* _Extract provided_:
►

Re: U+2018 is not RIGHT HIGH 6 from Michael Probst on 2012-05-03 (Unicode Mail List Archive)

From: Michael Probst <michael.probst03_at_web.de>
Date: Thu, 03 May 2012 08:19:03 +0200

Am Sonntag, den 29.04.2012, 23:43 -0700 schrieb Asmus Freytag:
> Even if some minutiae of glyph selection are left to a font, the
> problem is often that there's no specification as to what certain
> languages need, so that fonts cannot be expected to provide the
> correct implementation.

Strange as this matter is, the glyph might even be the same. The
difference in semantics becomes clear only when the overall design of a
font relies on language specific usage. Then it becomes a bit like
specifying "close" with a ( to get ), or like specifying "Greek" and
"small" with Α (U+0041) to get α (U+3B1), or "Maths", "sans-serif",
"bold" and "italic" with that to get &#120746 (U+1D7AA).

> When Unicode was first created, the fact that one and the same
> quotation mark character could be both opening and closing was not
> widely realized in the character encoding community.

It rather seems that it is unclear whether to encode

* glyphs: like U+002E (with disc- and square-like variants), a mere "low
dot" to mean 'end of sentence', 'decimal point', 'hexadecimal point',
'hexagesimal point' or 'separator';

* graphemes (most of them),

* or abstract semantics: "minus" and "en dash", for example, which may
be something of an opposite of graphemes: they may look the same but
mean something different;

-- and where these are mixed up they are just called "unified
characters" :-)

> This was rectified over time, and now there is detailed information
> (even though it may not be exhaustive) on common practices in chapter
> 6 of the standard.

Thanks for pointing me to that chapter. I had expected to find the RIGHT
HIGH 6(6) in either the current or the rejected proposals or some
discussion (overlooking the one in 2006) and did not refer to the
standard as they are obviously not encoded.

I would say, though, the rectification is still in progress, and still
required.

> So far, this information is limited to character usage (which
> character code when). Augmenting that with information on required
> design differences, that is elements of glyph variations that are
> encompassed by certain of the characters, and how they track with
> language, would round out the picture.

I do not think this is about glyph variation but rather an incomplete
idea of what a code point points at:

        An abstract character has no concrete form and should not be
        confused with a glyph.

◄

* _Items_:
►

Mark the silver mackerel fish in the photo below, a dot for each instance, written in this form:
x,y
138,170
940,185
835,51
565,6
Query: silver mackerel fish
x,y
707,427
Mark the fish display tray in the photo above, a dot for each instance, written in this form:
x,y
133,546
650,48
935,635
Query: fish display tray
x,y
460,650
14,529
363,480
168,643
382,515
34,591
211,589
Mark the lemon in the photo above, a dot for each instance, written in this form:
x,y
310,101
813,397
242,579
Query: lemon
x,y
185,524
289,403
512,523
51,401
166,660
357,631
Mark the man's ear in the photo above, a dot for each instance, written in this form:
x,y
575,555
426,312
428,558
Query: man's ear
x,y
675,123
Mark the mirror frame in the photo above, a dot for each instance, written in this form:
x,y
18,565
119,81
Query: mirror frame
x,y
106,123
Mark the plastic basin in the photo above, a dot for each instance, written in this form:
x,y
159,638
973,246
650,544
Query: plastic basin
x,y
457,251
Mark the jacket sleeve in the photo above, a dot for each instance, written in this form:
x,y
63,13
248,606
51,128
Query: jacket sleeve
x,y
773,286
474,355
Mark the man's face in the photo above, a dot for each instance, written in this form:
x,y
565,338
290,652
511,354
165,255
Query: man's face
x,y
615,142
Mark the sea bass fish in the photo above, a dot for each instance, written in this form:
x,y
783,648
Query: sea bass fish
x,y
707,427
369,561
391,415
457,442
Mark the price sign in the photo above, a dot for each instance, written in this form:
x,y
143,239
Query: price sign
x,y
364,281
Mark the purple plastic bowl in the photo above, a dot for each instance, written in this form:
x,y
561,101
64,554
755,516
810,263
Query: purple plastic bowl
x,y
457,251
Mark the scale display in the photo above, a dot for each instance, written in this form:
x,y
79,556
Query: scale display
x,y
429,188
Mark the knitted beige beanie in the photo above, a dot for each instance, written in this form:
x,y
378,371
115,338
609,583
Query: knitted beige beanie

◄

* _Job 1_:
Reproduce the passage from the Unicode mailing list post, starting at "I do not think" and ending at "with a glyph.".
* _Job 2_:
List every meaning the Unicode mailing list post gives for the "low dot" U+002E.
* _Job 3_:
In the Unicode mailing list post, which chapter of the standard is said to hold detailed information on common practices?

* _Answer 1_:
I do not think this is about glyph variation but rather an incomplete
idea of what a code point points at:

        An abstract character has no concrete form and should not be
        confused with a glyph.

* _Answer 2_:
- end of sentence
- decimal point
- hexadecimal point
- hexagesimal point
- separator

* _Answer 3_:
Chapter 6 of the standard.